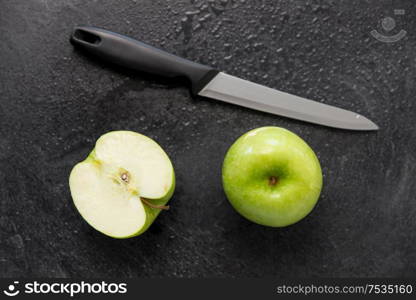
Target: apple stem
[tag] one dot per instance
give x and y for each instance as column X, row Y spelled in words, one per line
column 273, row 180
column 148, row 203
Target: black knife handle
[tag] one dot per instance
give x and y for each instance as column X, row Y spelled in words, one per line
column 130, row 53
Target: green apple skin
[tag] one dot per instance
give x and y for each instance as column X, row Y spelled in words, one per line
column 272, row 177
column 151, row 213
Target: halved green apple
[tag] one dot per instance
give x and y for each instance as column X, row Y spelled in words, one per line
column 123, row 184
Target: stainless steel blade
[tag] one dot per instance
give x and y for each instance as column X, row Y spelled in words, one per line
column 245, row 93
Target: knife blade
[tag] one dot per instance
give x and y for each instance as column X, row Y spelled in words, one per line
column 208, row 82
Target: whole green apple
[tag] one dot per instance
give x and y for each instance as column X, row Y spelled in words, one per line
column 272, row 177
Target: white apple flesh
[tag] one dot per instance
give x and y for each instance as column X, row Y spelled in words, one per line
column 123, row 184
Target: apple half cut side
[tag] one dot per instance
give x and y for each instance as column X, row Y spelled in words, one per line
column 123, row 184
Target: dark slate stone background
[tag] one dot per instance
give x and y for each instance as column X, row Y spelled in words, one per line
column 55, row 102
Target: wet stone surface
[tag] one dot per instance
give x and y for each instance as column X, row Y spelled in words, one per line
column 55, row 102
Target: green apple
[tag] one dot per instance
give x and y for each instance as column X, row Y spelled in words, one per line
column 272, row 177
column 123, row 184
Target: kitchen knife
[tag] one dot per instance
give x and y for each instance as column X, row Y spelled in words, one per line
column 208, row 82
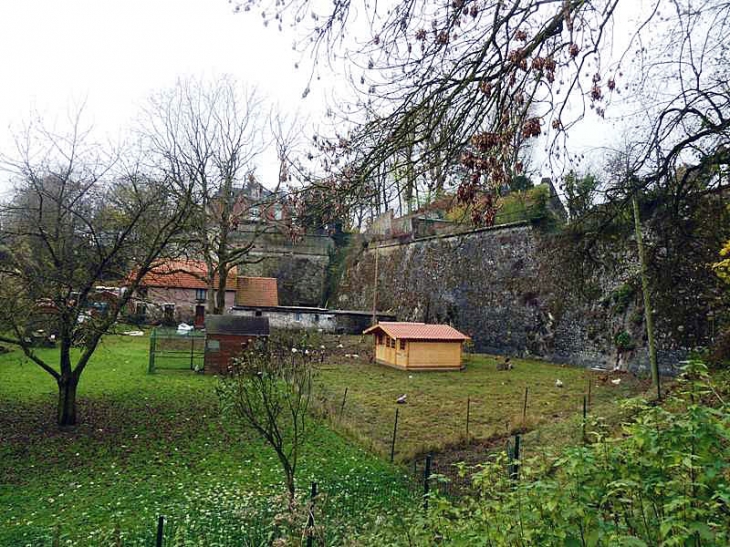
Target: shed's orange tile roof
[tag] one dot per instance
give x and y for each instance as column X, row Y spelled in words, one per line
column 418, row 331
column 184, row 274
column 257, row 291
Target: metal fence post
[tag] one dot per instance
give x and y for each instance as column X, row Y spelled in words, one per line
column 395, row 430
column 160, row 529
column 310, row 520
column 426, row 476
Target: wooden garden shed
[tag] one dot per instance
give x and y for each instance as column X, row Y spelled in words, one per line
column 417, row 346
column 226, row 336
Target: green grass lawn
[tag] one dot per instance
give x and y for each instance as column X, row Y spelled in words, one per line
column 150, row 445
column 435, row 413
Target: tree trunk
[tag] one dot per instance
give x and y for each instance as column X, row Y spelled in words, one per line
column 67, row 385
column 648, row 316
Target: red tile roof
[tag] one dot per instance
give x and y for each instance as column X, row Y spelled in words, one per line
column 184, row 274
column 418, row 331
column 257, row 291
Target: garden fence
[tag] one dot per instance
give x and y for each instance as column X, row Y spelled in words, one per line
column 173, row 350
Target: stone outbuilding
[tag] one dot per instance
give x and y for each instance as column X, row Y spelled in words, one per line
column 418, row 346
column 226, row 336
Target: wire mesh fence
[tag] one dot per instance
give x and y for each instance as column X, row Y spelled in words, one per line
column 171, row 349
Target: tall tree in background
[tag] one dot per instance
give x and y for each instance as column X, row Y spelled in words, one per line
column 208, row 135
column 499, row 71
column 78, row 217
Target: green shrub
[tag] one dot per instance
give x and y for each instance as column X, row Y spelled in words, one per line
column 662, row 481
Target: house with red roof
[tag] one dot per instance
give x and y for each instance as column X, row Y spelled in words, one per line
column 177, row 291
column 418, row 346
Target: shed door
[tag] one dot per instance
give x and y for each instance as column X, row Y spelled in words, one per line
column 199, row 316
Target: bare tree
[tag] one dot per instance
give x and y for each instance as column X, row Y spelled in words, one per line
column 271, row 391
column 78, row 217
column 208, row 136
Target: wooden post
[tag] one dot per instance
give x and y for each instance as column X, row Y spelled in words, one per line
column 524, row 408
column 395, row 430
column 342, row 406
column 192, row 349
column 160, row 529
column 375, row 290
column 590, row 386
column 153, row 345
column 426, row 476
column 514, row 473
column 310, row 519
column 468, row 412
column 585, row 416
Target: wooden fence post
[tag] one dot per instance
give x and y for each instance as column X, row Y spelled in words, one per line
column 310, row 519
column 395, row 431
column 524, row 409
column 468, row 413
column 160, row 530
column 153, row 347
column 514, row 467
column 426, row 476
column 192, row 350
column 342, row 406
column 590, row 385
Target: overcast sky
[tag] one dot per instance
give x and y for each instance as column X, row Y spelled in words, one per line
column 111, row 55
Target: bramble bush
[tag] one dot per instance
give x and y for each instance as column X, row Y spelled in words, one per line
column 664, row 480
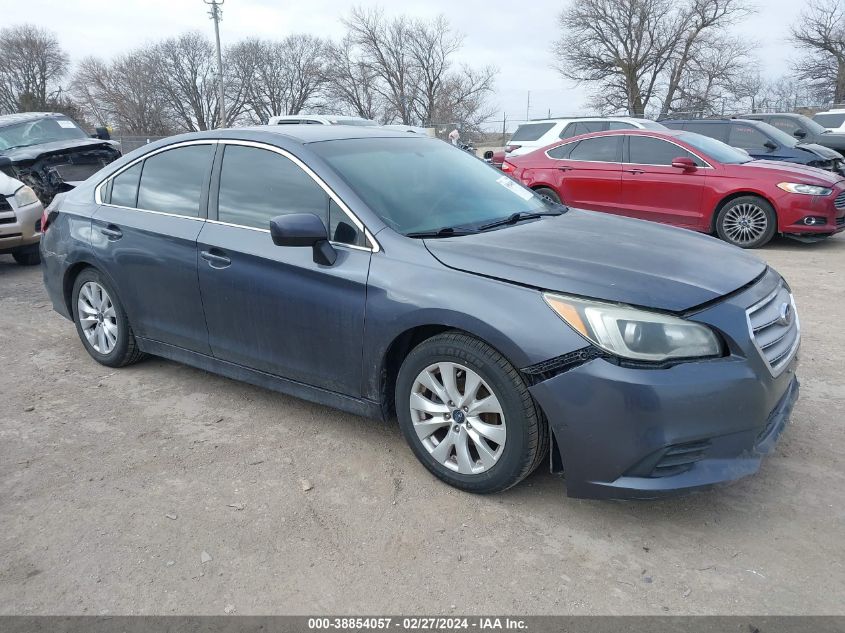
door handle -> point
(214, 260)
(111, 232)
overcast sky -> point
(514, 35)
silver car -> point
(20, 221)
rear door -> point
(269, 307)
(144, 235)
(588, 173)
(654, 190)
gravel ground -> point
(161, 489)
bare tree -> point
(122, 93)
(620, 46)
(638, 53)
(32, 64)
(384, 49)
(351, 82)
(820, 33)
(695, 47)
(284, 77)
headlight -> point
(635, 334)
(25, 196)
(810, 190)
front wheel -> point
(28, 256)
(747, 222)
(467, 414)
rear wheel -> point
(747, 222)
(28, 256)
(551, 194)
(101, 321)
(467, 414)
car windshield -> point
(717, 150)
(39, 131)
(420, 185)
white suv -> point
(536, 134)
(833, 120)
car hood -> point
(810, 175)
(605, 257)
(34, 152)
(818, 150)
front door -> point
(269, 307)
(654, 190)
(145, 233)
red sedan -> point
(687, 180)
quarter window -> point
(173, 181)
(124, 189)
(603, 149)
(257, 185)
(646, 150)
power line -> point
(216, 14)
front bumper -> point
(20, 226)
(626, 432)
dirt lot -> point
(115, 486)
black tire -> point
(726, 227)
(551, 194)
(29, 256)
(527, 431)
(125, 350)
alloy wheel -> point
(745, 223)
(97, 317)
(458, 418)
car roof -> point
(302, 134)
(24, 117)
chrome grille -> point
(775, 330)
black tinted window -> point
(645, 150)
(830, 120)
(531, 131)
(124, 190)
(713, 130)
(746, 137)
(562, 151)
(602, 149)
(173, 180)
(257, 185)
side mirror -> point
(304, 229)
(684, 162)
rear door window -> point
(531, 131)
(646, 150)
(124, 190)
(174, 181)
(603, 149)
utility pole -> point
(215, 14)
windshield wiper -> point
(446, 231)
(513, 218)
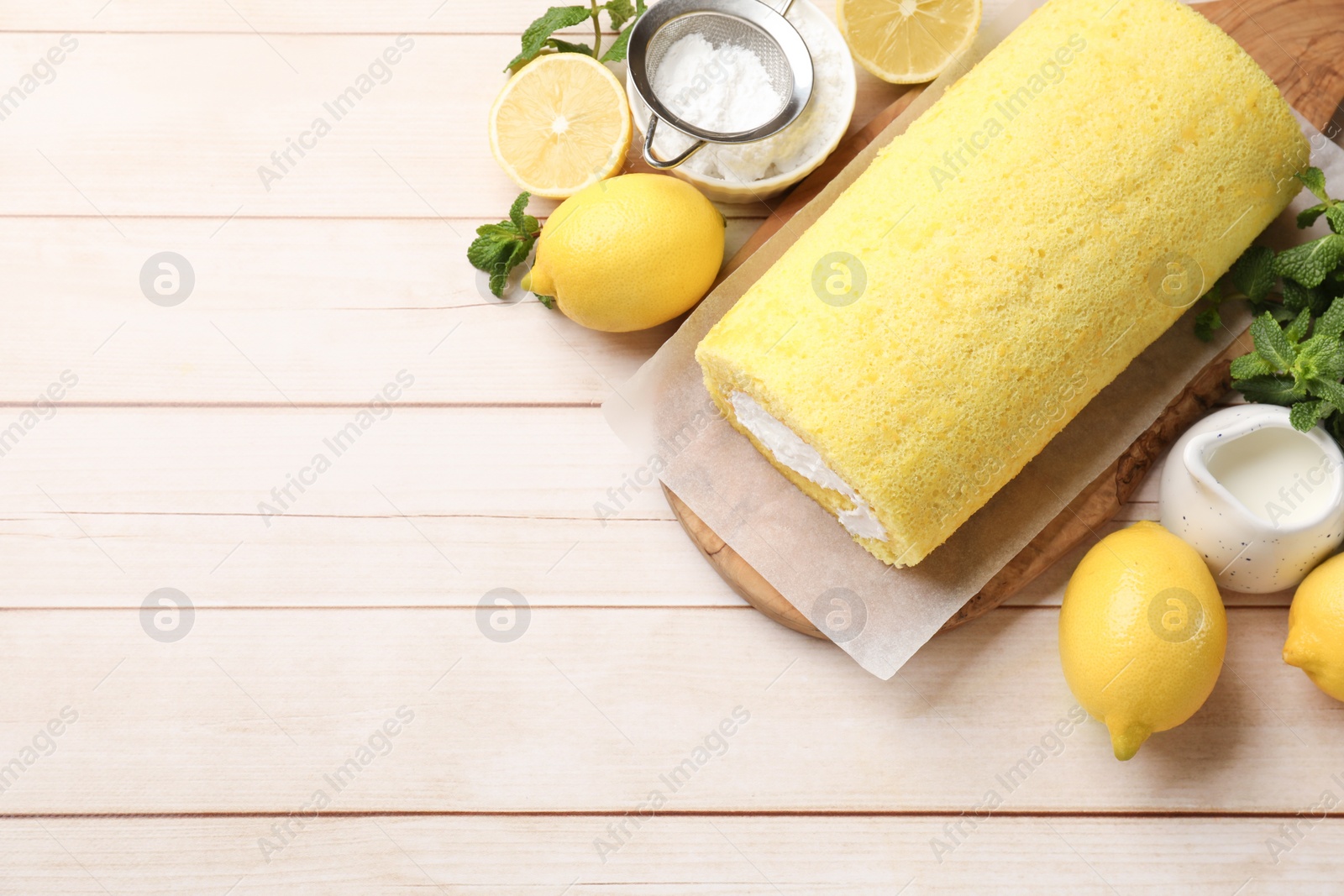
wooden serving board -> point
(1300, 45)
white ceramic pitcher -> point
(1263, 503)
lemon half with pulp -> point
(561, 123)
(907, 42)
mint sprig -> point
(1299, 333)
(539, 39)
(499, 249)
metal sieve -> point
(745, 24)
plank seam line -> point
(687, 813)
(696, 607)
(313, 406)
(192, 33)
(336, 217)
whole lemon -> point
(1142, 633)
(1316, 627)
(629, 253)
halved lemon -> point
(561, 123)
(907, 42)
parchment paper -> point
(880, 614)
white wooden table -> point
(328, 716)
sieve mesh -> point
(723, 31)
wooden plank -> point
(320, 313)
(147, 145)
(252, 708)
(701, 856)
(486, 463)
(102, 506)
(295, 16)
(302, 16)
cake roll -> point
(1001, 261)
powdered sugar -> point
(793, 147)
(722, 89)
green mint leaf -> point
(1332, 322)
(1296, 297)
(517, 210)
(1270, 390)
(1253, 273)
(1308, 217)
(484, 253)
(1310, 262)
(1272, 344)
(1296, 332)
(620, 11)
(1249, 365)
(1307, 414)
(564, 46)
(1315, 181)
(616, 53)
(1277, 311)
(1207, 322)
(499, 249)
(1335, 215)
(1319, 356)
(1330, 390)
(538, 33)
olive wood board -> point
(1300, 45)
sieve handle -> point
(669, 163)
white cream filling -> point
(804, 459)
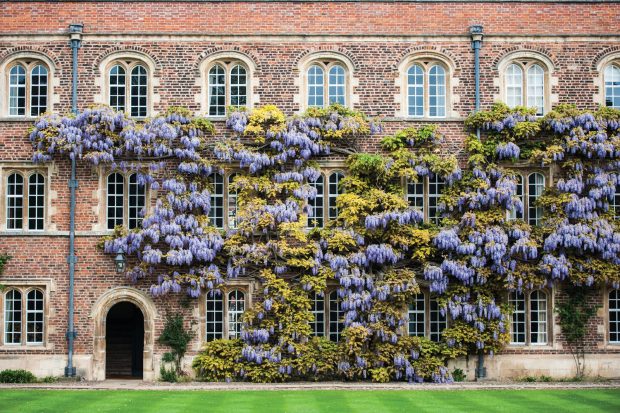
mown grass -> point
(310, 401)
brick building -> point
(409, 62)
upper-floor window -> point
(126, 201)
(23, 316)
(25, 201)
(28, 91)
(528, 324)
(227, 86)
(426, 89)
(525, 83)
(612, 85)
(614, 316)
(529, 195)
(128, 87)
(425, 195)
(426, 318)
(223, 314)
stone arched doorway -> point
(123, 306)
(124, 341)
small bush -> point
(17, 376)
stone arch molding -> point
(99, 313)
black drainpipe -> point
(476, 42)
(75, 30)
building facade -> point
(408, 62)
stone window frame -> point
(326, 59)
(525, 59)
(426, 196)
(24, 287)
(550, 302)
(427, 59)
(428, 299)
(240, 285)
(128, 59)
(525, 174)
(599, 81)
(227, 59)
(101, 196)
(25, 170)
(28, 60)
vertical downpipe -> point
(75, 30)
(476, 42)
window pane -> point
(216, 213)
(232, 202)
(517, 322)
(34, 317)
(514, 214)
(38, 90)
(335, 316)
(238, 86)
(12, 317)
(139, 91)
(236, 307)
(536, 186)
(117, 88)
(415, 91)
(36, 202)
(538, 317)
(514, 86)
(536, 89)
(14, 201)
(315, 87)
(438, 321)
(335, 189)
(317, 208)
(318, 311)
(214, 316)
(336, 85)
(614, 316)
(417, 320)
(217, 91)
(137, 202)
(17, 91)
(612, 86)
(435, 188)
(437, 91)
(116, 190)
########################################
**Your instructions**
Copy out the records above verbatim, starting at the line that contains "upper-floor window -> point" and ending with their final line, both included.

**Reply to the task**
upper-floor window -> point
(126, 201)
(23, 316)
(25, 201)
(28, 91)
(528, 324)
(227, 86)
(426, 89)
(525, 83)
(612, 85)
(614, 316)
(529, 195)
(128, 87)
(425, 195)
(426, 318)
(223, 314)
stone arched doorway -> point
(123, 306)
(124, 341)
small bush -> point
(17, 376)
stone arch molding -> point
(99, 313)
black drainpipe -> point
(476, 42)
(75, 30)
building facade -> point
(408, 62)
stone window frame -> point
(326, 59)
(525, 59)
(426, 196)
(24, 287)
(550, 302)
(427, 59)
(428, 299)
(240, 285)
(128, 59)
(525, 174)
(599, 81)
(227, 59)
(101, 196)
(25, 170)
(28, 60)
vertical downpipe -> point
(75, 30)
(476, 42)
window pane -> point
(216, 213)
(232, 202)
(517, 322)
(34, 317)
(514, 214)
(38, 90)
(335, 316)
(238, 86)
(12, 317)
(139, 91)
(236, 307)
(536, 186)
(117, 88)
(415, 91)
(36, 202)
(538, 317)
(514, 86)
(536, 89)
(14, 201)
(315, 87)
(438, 321)
(335, 189)
(317, 208)
(318, 311)
(214, 316)
(336, 85)
(614, 316)
(417, 320)
(217, 91)
(137, 202)
(17, 91)
(612, 86)
(435, 188)
(437, 91)
(116, 190)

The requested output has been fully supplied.